§ WHAT IS ASKED:
A - In the paper on collision handling, which of the three collision methods gave better navigation in the experiments?
B - From the paper on collision handling, quote the passage starting with "In two experiments, subjects" and going on through "on the right.".

§ SOURCE EXTRACT:

▼▼▼

Collision Handling in Virtual Environments;
Facilitating Natural User Motion
Jeffrey Jacobson & Michael Lewis
goshen@cmu.edu ml@sis.pitt.edu
Dept. of Information Science, University of Pittsburgh.
135, Bellefield Ave, Pittsburgh, PA, 15213 USA
+1 412 624 9468
ABSTRACT
As we move through the world, we get around most objects using low-level psycho-motor behaviors, which require little conscious thought. In most virtual reality (VR) applications, the user also needs to get around objects in a reasonable way. However, most interfaces provide neither the sensory input nor the body control for users to move about as they do in the real world. We studied three prototypical methods of collision handling in VR: Either the user goes through an object like a ghost, stops dead on contact, or slides around it.
In two experiments, subjects used a screen-and-mouse interface to navigate clutter virtual mazes. We found that the third method, sliding, enables superior navigation. While it does not simulate human avoidance behaviors, it does model their effect in terms of object avoidance. Significantly, screen-and-mouse is the both the most used and least studied VR interface.
INTRODUCTION
Collision handling strategies for existing virtual environment (VE) based applications, fall into three broad categories:
In this paper, we will:

Fig 1:
The Baffles maze. The floating box on the left is a treasure.
Fig 2:
Cylinders maze.
Fig 3:
View of the third maze, spheres. A treasure is seen in the distance on the center left.

Fig 4:
View of the junkyard maze. A treasure is shown in the distance, on the right.
SELF-LOCATION AND NAVIGATION
In the Natural World
We use a host of visual cues to locate ourselves in space-time, such as lighting, perspective, and motion effects to name only a few. [7, 8, 12] Gibson presents a framework for this, based on the concept of "flow perspective". [6]
This refers to the way the entire scene around the observer changes as he moves through the environment. For example, when he moves forward, everything in the landscape appears to emerge from a point in front of him, (inflow) flow around him on all sides, barring collision, and disappear into the point behind him. (outflow) Objects may change, the landscape may change, but the point of inflow and point of outflow remain the same, relative to his motion. He uses these to locate himself in the environment.

▲▲▲

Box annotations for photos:
▼▼▼

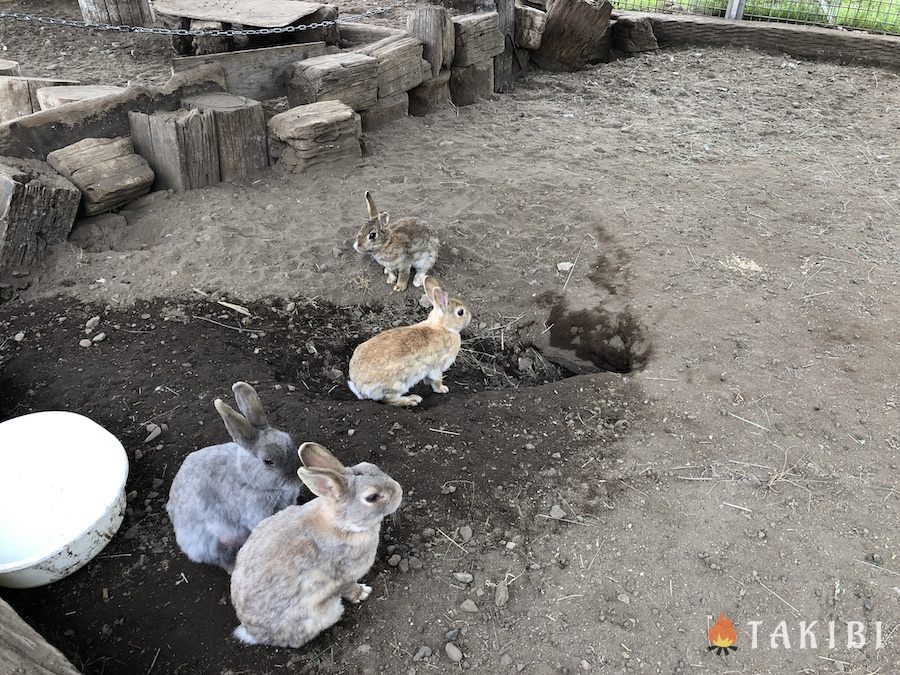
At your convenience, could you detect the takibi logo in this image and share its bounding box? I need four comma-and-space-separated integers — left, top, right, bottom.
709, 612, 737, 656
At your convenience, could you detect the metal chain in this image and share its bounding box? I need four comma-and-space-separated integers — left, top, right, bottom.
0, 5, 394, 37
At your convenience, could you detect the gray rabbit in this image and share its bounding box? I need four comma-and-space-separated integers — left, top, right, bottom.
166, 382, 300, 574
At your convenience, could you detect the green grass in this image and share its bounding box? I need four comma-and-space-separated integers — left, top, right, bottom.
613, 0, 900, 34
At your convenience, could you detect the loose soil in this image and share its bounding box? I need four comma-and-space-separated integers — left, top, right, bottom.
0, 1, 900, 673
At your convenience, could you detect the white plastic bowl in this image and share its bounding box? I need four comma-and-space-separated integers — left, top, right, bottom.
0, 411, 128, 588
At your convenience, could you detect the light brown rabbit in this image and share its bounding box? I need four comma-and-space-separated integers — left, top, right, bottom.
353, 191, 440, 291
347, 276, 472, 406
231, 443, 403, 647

▲▲▲

§ SOLUTIONS TO THE TASKS:
A - Sliding around the object.

B -
In two experiments, subjects used a screen-and-mouse interface to navigate clutter virtual mazes. We found that the third method, sliding, enables superior navigation. While it does not simulate human avoidance behaviors, it does model their effect in terms of object avoidance. Significantly, screen-and-mouse is the both the most used and least studied VR interface.
INTRODUCTION
Collision handling strategies for existing virtual environment (VE) based applications, fall into three broad categories:
In this paper, we will:

Fig 1:
The Baffles maze. The floating box on the left is a treasure.
Fig 2:
Cylinders maze.
Fig 3:
View of the third maze, spheres. A treasure is seen in the distance on the center left.

Fig 4:
View of the junkyard maze. A treasure is shown in the distance, on the right.